What the exercise asks: Every record must reappear in the answer exactly as given.

[Stored entries]
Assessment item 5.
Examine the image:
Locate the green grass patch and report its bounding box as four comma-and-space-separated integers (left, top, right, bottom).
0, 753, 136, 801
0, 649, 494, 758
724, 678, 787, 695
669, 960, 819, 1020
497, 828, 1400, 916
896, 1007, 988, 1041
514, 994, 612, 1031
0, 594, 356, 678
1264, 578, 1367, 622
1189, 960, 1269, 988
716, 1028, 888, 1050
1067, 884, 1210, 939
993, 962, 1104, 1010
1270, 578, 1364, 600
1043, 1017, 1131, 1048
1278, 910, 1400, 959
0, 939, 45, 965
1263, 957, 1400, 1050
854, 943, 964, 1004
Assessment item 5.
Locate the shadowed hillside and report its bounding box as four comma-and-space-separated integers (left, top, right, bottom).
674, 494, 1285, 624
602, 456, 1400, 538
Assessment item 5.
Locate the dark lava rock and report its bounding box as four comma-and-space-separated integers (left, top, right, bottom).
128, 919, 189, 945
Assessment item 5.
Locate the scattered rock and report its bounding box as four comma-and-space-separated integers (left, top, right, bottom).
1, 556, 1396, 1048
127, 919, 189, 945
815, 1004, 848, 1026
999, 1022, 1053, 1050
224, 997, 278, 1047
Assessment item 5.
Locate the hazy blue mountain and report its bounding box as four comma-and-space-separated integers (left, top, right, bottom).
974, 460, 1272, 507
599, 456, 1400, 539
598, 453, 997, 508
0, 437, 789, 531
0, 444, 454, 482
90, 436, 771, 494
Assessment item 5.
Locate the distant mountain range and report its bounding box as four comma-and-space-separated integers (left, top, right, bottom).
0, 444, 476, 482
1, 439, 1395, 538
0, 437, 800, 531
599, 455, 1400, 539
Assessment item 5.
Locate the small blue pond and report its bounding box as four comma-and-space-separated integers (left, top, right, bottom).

Exercise result:
Assessment item 5.
Examine the image:
Locate the green grass patch and report its bounding box as four comma-and-space-separated integers (left, top, right, bottom).
0, 753, 136, 801
0, 649, 494, 758
724, 678, 787, 695
669, 960, 819, 1020
497, 828, 1400, 916
896, 1007, 988, 1041
514, 994, 612, 1031
0, 594, 356, 678
1264, 578, 1367, 622
1189, 960, 1269, 988
716, 1028, 888, 1050
1067, 884, 1210, 939
993, 962, 1104, 1010
1270, 578, 1364, 600
1043, 1017, 1131, 1048
1278, 910, 1400, 959
0, 939, 45, 965
1263, 957, 1400, 1050
854, 943, 964, 1004
Assessment item 5.
Locate the shadowed hillside and report its bounding box as four comma-and-space-separated integers (left, top, right, bottom).
674, 494, 1285, 624
602, 456, 1400, 538
Assessment item 5.
Locate the dark lava rock and report its bounding box as four comma-and-space-separated integers (left, top, right, bottom).
128, 919, 189, 945
Assessment item 5.
Locate the scattered rock and report its bounding box as four comma-and-space-separated integers (left, top, right, bottom).
1, 556, 1396, 1048
127, 919, 189, 945
815, 1004, 848, 1026
999, 1022, 1053, 1050
224, 997, 278, 1047
Assessment item 5.
Locate the hazy blue mountain and report its bounding box as four comma-and-space-separated integers (left, top, right, bottom).
974, 460, 1272, 507
599, 456, 1400, 539
598, 453, 997, 508
0, 437, 789, 531
0, 444, 454, 482
90, 436, 771, 494
Assessment item 5.
Locate the distant mountain range and report its bounding box as four comma-and-space-separated integers (left, top, right, bottom).
0, 444, 476, 482
1, 439, 1395, 538
0, 437, 800, 531
599, 455, 1400, 539
Assessment item 5.
Locate the small blue pond and report its bounding box as four comma-and-space-separated integers (left, top, right, bottom).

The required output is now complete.